課題の要件 -
1/ 賃貸物件の老朽化と立ち退きに関する課題文によると、大家が契約の更新拒絶や解約を申し入れるには、契約満了日のどれだけ前までに通知しなければなりませんか。
2/ 賃貸物件の老朽化と立ち退きに関する課題文の続きを、最後に示された箇所のあとから書きなさい。

課題文 -
....

老朽化が立ち退きの正当事由に?知っておくべきポイントを解説

賃貸物件の老朽化などで、入居者に退去をお願いしたくなる場面があります。
しかし大家の希望だけで契約を終了させることはできず、「正当事由」がなければ入居者に退去要請を断られることもあります。
老朽化が立ち退きの正当事由として認められにくい理由や、正当事由を認めやすくさせる方法について解説します。
この記事の目次
賃貸物件の老朽化は立ち退きの正当事由になるのか
アパートの老朽化が正当事由になるかどうかについて、実は絶対的な答えはありません。物件をめぐる状況や入居者側の事情など、複数の要素を総合した上で判断されます。
ここでは、老朽化を理由にした立ち退きが認められる条件や注意点について解説します。
賃貸契約の更新拒絶や解約には、事前の通知が必要
大家側から入居者に対して契約の更新を断ったり解約を申し入れたりする場合は、契約満了日の少なくとも6カ月前までに通知しなければなりません。
例えば、契約が翌年の3月末で満了する場合、遅くとも前年の9月末までには入居者に書面などで通知する必要があります。もしこの期間を過ぎてしまえば、自動的に契約は更新され、次の契約期間中は立ち退きを求められなくなります。
更新の拒絶や解約に正当事由が必要な理由
大家が入居者に退去を求める場合、なぜ法律で定められた「正当事由」が必要なのでしょうか。
それは、この制限がなければ大家の都合だけで契約を打ち切ることが可能になり、入居者が突然住まいを失ってしまうからです。日本の法律では、入居者保護のために大家側の権利行使を制限し、お互いの利益のバランスをとっています。
正当事由かどうかを判断する際には、例えば次のような要素が考慮されます。
- 大家自身が土地・建物を使用する必要性
- 入居者がその物件を必要としている事情
- 賃貸借契約の状況(家賃滞納やトラブルの有無)

....

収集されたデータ

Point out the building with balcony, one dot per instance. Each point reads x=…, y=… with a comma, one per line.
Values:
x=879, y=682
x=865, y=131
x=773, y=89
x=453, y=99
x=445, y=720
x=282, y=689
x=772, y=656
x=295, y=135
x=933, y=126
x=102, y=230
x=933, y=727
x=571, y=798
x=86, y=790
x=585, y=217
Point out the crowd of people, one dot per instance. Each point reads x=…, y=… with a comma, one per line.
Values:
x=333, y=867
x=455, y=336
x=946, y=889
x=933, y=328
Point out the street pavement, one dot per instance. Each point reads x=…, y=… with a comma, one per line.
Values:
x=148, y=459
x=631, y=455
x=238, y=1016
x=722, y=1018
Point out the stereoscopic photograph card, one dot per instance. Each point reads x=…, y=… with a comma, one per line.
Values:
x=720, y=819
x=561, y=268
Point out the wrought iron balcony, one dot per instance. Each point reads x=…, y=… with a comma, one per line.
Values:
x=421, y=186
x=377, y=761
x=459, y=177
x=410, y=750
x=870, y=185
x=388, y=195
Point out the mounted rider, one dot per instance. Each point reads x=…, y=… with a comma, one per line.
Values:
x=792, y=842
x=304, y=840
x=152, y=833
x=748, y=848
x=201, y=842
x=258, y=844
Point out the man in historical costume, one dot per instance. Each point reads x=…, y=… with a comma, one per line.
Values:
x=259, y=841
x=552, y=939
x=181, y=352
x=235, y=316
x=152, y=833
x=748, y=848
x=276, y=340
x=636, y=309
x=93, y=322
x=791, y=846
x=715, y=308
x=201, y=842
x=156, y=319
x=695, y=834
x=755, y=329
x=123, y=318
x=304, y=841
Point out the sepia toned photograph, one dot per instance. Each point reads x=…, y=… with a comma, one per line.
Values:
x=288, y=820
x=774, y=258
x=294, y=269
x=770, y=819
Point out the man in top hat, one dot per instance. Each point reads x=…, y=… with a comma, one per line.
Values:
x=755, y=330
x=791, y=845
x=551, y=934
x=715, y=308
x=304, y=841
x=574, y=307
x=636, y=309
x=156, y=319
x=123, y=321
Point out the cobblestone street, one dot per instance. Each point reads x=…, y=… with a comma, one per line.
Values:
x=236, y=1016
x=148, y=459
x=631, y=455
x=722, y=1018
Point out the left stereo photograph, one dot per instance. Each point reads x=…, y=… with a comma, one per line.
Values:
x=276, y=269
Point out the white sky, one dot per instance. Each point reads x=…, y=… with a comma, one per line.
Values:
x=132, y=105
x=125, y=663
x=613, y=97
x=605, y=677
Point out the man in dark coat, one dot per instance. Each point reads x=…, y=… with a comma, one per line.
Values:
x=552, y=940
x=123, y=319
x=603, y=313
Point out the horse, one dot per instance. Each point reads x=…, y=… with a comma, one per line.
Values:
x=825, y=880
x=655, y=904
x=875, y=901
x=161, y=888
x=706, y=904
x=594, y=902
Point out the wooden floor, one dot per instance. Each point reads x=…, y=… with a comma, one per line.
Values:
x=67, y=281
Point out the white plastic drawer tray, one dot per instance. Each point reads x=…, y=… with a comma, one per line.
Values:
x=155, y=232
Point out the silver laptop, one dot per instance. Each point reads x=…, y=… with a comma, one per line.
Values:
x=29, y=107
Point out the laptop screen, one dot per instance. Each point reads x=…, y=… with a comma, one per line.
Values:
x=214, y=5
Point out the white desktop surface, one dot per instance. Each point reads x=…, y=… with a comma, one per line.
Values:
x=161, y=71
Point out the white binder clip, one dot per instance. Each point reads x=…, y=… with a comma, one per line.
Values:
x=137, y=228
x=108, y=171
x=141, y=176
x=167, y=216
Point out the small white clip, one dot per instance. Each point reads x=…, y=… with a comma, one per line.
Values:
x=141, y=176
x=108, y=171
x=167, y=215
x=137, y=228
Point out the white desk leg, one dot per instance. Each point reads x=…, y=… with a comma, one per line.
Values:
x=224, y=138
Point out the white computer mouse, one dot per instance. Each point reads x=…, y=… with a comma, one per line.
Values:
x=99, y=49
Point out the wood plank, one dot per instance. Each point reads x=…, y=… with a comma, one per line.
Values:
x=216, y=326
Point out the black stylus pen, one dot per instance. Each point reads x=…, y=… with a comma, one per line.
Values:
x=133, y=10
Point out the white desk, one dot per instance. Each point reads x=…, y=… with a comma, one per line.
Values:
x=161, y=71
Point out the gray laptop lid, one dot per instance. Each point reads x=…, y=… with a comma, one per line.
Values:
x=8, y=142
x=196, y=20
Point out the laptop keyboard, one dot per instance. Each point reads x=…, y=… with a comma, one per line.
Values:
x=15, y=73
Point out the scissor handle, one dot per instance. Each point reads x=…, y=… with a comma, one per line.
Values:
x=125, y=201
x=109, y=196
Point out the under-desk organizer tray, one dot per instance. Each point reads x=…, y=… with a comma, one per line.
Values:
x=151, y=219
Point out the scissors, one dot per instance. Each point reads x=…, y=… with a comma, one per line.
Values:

....

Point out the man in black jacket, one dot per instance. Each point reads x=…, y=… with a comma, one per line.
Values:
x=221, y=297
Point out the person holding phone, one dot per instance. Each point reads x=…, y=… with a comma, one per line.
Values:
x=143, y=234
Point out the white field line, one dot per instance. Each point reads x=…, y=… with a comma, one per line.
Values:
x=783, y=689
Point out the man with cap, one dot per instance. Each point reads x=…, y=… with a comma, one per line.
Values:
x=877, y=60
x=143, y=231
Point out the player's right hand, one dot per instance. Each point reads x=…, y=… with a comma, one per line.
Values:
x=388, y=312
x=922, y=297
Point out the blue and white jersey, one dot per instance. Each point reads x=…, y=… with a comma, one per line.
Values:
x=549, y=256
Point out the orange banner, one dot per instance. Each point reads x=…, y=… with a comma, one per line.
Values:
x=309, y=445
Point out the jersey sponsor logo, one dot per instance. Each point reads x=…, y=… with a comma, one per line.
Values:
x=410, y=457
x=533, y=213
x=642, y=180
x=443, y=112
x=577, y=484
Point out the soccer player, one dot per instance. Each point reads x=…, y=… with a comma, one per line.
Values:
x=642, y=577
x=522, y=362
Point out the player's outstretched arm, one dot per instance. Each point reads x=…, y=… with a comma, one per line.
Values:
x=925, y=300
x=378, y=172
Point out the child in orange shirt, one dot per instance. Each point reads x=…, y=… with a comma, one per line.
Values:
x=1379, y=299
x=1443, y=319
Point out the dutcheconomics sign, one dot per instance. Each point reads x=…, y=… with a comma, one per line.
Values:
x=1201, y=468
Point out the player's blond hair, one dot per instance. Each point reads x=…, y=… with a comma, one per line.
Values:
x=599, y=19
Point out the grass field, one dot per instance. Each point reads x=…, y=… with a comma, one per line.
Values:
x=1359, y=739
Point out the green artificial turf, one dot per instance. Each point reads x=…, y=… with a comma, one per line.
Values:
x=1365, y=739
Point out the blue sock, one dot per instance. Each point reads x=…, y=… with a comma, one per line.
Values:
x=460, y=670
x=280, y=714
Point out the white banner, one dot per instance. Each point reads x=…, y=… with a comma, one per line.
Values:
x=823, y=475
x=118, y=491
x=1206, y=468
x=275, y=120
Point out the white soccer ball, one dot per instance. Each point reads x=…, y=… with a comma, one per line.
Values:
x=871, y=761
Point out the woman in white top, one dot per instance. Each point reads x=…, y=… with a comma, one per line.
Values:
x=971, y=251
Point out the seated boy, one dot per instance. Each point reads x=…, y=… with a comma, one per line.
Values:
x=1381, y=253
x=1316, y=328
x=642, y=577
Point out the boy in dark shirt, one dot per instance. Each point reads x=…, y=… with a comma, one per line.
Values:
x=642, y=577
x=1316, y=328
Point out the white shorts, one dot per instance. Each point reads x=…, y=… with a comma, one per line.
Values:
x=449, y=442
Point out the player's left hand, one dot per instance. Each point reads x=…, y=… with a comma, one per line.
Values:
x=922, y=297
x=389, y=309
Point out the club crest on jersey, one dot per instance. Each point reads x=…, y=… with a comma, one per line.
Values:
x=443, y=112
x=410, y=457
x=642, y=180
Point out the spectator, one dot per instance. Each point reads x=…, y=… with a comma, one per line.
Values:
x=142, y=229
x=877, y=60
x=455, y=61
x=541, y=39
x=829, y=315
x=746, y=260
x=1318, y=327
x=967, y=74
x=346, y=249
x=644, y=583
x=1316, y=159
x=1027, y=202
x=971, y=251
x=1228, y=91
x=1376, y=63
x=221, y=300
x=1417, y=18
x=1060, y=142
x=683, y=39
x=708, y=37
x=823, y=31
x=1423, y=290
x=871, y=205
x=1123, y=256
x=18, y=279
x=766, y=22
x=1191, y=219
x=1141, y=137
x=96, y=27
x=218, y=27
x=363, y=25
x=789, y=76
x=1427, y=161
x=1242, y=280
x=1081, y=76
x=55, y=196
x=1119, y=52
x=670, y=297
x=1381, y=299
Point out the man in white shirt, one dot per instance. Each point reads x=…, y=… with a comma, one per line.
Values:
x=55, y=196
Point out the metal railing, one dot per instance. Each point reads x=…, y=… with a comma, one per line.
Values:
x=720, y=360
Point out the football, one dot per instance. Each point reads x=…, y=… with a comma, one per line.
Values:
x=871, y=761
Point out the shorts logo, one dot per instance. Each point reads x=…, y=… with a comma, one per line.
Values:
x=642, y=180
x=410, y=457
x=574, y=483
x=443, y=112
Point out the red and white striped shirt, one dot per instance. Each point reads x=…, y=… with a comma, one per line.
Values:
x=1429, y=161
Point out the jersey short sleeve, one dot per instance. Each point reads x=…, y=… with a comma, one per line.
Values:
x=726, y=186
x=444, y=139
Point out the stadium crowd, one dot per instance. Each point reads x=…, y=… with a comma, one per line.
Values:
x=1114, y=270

....

最終解答 -
1/ 契約満了日の少なくとも6カ月前までです。

2/
- 物件の空室状況
- 建物の老朽化の度合い
- 大家から立ち退き料の申し出があるか
つまり、大家の事情だけでなく、入居者側の事情も必ずセットで比較されるということです。たとえ大家側に賃貸業を辞めたい妥当な理由があっても、入居者が高齢で引越しが困難な場合などは、正当事由が弱まることもあります。
逆に言えば、これらの要素をしっかり揃え、正当事由が十分にあると認められれば、契約終了が法的に認められる可能性が高まります。
参考:借地借家法第28条 | 建物賃貸借契約の更新拒絶等の要件
老朽化だけでは正当事由になりにくい
「建物が古くなってきたから、そろそろ退去してもらおう」。大家としては自然な発想ですが、老朽化は正当事由を判断する要素の1つに過ぎず、それだけでは正当事由になりにくいのが実情です。
実際の裁判で大家が築50年以上の住宅の明け渡しを請求したものの、老朽化による建て替えの必要性が低いと判断され、大家側の正当事由が認められなかった事例があります(東京地裁令和元年12月12日判決)。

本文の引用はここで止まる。